## Exercise material
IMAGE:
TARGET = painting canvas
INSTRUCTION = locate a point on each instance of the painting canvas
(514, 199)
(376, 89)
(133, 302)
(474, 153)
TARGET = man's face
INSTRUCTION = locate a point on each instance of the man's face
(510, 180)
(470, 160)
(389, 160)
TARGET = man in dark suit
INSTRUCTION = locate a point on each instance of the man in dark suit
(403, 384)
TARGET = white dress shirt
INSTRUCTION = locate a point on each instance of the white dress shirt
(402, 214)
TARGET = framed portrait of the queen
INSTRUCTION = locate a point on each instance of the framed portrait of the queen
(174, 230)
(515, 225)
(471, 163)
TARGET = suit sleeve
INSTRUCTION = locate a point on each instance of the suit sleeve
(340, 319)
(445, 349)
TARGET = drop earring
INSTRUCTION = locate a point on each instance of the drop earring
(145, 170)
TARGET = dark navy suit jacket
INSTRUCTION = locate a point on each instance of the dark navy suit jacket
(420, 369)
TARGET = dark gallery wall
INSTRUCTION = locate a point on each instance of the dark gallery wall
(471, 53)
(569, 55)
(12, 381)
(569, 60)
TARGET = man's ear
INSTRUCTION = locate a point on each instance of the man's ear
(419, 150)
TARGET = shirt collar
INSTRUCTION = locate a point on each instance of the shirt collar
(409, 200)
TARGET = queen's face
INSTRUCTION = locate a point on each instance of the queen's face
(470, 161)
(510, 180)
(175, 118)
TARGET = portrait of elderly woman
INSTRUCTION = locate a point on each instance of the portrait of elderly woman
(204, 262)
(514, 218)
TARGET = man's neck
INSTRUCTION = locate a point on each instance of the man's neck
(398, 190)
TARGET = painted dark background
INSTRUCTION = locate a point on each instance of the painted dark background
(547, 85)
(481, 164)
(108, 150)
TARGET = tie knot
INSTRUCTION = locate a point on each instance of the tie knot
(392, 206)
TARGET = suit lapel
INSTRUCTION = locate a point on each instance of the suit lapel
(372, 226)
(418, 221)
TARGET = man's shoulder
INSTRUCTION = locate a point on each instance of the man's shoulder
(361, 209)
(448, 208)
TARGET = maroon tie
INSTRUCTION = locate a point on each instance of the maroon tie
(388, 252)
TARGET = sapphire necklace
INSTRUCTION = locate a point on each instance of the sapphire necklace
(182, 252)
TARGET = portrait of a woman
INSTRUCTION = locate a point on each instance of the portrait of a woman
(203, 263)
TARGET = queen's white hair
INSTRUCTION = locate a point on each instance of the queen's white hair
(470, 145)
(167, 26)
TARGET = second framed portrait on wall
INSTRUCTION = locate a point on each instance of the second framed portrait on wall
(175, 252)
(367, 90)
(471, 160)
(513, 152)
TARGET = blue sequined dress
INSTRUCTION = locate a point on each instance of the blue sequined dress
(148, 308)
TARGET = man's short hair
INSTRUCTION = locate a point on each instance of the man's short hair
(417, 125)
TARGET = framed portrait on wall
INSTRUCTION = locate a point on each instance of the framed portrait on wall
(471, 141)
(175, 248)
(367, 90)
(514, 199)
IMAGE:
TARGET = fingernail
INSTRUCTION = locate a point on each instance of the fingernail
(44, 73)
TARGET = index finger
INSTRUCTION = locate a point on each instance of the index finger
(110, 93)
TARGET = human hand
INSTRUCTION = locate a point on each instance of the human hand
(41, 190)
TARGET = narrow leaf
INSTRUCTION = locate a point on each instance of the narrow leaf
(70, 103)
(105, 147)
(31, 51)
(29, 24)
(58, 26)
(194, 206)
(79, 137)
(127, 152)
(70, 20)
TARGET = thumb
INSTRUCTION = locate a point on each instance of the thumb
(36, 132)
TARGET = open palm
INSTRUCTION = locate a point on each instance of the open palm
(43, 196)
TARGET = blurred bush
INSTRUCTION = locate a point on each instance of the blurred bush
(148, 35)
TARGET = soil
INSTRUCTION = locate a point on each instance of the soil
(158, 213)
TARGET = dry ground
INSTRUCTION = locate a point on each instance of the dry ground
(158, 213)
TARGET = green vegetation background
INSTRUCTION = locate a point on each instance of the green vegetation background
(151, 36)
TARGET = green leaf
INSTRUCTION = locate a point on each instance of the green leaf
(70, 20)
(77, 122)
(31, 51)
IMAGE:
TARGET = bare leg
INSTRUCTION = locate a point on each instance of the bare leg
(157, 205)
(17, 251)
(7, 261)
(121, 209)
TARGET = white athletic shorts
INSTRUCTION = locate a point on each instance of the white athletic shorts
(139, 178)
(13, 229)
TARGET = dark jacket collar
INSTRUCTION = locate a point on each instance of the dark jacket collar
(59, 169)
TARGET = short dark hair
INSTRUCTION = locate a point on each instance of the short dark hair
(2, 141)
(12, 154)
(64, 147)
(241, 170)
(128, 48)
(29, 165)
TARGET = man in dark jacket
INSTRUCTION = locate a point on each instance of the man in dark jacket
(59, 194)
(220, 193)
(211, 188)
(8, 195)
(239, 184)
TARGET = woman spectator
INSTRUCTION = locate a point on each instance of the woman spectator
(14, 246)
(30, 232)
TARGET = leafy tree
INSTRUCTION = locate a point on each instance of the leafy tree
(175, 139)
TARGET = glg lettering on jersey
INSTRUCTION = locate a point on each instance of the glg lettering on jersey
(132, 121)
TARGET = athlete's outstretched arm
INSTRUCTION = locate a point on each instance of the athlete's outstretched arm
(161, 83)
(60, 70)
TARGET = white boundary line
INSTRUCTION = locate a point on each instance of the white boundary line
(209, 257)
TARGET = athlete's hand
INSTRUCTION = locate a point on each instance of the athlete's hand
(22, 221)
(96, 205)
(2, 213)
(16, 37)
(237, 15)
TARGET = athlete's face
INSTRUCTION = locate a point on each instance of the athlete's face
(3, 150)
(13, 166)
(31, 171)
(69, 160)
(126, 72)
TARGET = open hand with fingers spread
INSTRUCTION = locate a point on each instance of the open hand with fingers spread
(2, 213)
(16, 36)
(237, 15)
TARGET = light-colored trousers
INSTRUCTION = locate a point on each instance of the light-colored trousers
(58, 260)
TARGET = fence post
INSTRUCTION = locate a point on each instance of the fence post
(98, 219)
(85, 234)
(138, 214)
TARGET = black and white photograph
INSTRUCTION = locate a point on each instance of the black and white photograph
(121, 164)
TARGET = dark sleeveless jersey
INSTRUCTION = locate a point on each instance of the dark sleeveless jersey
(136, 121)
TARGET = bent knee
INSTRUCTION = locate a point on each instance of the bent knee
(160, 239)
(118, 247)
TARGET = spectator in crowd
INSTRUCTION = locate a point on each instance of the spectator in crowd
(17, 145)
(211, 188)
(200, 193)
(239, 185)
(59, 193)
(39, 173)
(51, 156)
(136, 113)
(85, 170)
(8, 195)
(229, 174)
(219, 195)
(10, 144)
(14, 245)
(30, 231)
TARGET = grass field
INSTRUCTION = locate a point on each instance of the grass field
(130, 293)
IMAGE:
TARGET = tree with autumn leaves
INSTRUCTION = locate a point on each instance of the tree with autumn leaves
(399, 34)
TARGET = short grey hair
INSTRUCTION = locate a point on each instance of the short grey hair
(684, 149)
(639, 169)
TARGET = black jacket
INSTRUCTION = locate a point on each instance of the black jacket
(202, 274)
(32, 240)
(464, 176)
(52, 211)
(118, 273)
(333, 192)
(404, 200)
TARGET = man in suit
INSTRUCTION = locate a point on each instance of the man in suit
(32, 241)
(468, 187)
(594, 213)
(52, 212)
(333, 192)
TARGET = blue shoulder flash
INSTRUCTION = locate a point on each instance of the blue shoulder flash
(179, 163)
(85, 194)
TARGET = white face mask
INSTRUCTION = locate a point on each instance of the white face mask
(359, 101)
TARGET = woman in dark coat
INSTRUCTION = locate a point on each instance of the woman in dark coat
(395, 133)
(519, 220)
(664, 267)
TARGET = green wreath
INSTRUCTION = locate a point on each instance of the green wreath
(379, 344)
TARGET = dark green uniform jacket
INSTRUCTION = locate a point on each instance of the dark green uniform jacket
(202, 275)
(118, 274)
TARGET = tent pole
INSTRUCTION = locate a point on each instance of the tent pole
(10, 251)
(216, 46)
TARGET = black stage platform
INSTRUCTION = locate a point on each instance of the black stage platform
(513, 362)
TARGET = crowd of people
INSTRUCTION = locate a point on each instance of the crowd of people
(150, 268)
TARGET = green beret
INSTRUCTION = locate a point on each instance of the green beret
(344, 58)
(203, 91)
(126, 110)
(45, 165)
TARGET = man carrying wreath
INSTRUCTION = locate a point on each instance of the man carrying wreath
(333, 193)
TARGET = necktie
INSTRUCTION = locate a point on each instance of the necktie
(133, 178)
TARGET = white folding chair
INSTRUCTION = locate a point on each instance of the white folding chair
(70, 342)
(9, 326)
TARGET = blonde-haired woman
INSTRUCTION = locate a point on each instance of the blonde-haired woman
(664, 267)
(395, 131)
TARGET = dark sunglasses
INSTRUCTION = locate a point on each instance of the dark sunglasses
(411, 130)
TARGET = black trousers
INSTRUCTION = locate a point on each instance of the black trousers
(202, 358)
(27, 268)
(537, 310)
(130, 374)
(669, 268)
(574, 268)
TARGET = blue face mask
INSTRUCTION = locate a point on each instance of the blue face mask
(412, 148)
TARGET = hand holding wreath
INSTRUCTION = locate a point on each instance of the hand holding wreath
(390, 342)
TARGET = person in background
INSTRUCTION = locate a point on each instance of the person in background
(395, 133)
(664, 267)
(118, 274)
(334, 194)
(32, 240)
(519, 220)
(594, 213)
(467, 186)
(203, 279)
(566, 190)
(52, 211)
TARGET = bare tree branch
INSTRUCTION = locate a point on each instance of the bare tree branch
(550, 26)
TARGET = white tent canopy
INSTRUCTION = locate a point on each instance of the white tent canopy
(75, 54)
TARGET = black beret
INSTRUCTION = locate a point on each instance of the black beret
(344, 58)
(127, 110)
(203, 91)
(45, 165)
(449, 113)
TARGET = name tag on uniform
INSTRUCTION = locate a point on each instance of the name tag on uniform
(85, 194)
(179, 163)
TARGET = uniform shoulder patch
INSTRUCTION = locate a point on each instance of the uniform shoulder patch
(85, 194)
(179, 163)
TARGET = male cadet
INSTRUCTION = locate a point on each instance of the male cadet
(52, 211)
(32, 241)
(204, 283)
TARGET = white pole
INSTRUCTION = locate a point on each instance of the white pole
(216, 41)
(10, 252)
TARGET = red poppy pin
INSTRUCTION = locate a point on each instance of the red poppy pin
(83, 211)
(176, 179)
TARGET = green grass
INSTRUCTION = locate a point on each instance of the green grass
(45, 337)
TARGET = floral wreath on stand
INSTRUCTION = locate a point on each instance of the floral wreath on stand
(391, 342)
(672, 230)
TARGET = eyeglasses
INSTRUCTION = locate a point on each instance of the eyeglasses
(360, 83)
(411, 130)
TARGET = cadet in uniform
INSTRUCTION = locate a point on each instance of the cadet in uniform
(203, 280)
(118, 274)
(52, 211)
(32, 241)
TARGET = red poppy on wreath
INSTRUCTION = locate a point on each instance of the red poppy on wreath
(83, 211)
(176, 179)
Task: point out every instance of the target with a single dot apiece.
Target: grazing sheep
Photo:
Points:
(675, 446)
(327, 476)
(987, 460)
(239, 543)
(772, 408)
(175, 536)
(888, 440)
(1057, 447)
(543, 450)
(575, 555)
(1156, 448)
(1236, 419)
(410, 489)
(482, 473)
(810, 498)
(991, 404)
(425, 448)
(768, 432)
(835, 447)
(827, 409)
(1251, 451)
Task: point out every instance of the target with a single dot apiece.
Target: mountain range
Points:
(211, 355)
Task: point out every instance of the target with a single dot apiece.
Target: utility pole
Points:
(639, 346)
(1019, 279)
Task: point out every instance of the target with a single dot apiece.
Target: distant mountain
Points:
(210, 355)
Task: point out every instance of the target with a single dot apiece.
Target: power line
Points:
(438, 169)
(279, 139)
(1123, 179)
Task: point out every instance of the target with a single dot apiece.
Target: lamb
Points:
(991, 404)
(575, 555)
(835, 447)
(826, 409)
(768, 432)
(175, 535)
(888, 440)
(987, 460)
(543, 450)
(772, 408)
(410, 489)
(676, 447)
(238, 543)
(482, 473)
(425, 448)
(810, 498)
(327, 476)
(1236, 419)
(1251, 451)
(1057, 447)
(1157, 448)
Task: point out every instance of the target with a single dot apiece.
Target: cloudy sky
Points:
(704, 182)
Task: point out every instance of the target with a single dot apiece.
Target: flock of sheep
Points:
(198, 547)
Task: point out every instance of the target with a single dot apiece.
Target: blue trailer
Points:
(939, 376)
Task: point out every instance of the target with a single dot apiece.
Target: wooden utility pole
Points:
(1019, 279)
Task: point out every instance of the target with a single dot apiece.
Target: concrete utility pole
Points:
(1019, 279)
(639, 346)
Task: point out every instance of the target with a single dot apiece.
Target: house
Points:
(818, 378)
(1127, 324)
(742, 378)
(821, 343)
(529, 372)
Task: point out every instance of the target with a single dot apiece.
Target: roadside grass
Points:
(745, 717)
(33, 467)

## Objective
Filter the lines above, keeping only those that contain the word "lapel", and copy each of them in full.

## Written solution
TARGET = suit lapel
INSTRUCTION = locate a point on each instance of the suit lapel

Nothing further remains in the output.